▶ Exercise objective
Report every line in the entries below that contains the string "unopened", treating uppercase and lowercase as distinct.

▶ Data records
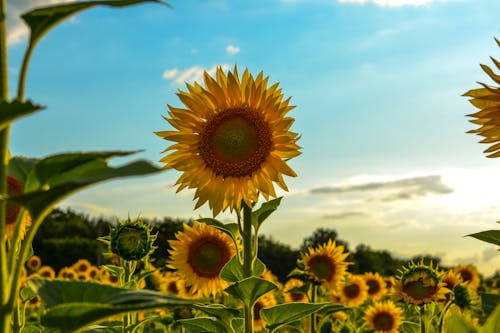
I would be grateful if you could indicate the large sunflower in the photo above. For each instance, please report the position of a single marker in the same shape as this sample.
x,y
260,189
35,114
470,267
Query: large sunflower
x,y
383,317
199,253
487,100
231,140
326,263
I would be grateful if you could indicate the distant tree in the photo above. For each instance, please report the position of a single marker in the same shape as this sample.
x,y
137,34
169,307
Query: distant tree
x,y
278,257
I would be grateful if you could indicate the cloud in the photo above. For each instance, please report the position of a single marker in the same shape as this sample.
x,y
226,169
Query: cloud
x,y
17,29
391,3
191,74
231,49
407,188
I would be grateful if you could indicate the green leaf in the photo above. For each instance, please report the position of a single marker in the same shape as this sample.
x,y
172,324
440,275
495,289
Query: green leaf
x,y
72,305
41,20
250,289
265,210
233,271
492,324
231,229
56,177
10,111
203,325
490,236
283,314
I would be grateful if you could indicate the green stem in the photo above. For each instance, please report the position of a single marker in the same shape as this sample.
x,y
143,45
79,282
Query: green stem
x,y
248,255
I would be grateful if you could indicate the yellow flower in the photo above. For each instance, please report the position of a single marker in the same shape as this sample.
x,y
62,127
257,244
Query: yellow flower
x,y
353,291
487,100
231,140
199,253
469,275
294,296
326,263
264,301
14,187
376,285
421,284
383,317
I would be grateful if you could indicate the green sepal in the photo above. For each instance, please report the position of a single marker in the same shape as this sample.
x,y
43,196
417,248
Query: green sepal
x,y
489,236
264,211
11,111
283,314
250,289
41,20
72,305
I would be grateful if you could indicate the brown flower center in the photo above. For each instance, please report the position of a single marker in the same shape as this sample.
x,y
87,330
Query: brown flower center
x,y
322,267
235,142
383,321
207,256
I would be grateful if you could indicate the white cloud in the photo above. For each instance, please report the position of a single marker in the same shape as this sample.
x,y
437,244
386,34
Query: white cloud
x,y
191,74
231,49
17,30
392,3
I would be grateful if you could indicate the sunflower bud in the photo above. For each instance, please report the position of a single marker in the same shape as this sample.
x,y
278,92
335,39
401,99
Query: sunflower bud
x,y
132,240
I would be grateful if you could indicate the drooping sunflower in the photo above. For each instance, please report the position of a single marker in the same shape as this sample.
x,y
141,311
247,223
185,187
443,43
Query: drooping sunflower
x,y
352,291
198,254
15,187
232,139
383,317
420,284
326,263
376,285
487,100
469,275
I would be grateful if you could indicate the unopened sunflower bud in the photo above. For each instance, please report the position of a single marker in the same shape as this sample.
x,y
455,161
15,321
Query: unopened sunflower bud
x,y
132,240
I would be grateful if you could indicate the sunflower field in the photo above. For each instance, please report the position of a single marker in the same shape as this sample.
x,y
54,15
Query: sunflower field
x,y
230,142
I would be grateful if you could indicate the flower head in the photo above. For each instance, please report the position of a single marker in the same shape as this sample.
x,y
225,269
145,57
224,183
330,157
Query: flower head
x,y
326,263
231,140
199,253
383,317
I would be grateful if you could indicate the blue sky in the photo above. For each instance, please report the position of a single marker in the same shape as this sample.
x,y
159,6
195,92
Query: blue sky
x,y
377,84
* * *
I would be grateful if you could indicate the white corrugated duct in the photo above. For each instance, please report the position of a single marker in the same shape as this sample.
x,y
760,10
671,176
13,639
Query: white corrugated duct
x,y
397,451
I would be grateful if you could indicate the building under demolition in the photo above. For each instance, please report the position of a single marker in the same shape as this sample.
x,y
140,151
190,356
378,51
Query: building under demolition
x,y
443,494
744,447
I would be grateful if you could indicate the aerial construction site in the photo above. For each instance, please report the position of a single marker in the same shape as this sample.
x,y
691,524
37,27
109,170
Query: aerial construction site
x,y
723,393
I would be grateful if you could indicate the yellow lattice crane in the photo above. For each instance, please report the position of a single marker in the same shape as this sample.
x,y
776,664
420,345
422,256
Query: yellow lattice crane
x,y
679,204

▶ Task output
I would be grateful if you could indicate the unopened sunflower bud in the photo above. For each instance, please report the position of a single marker in the same shape as this sample.
Query: unopened sunflower bud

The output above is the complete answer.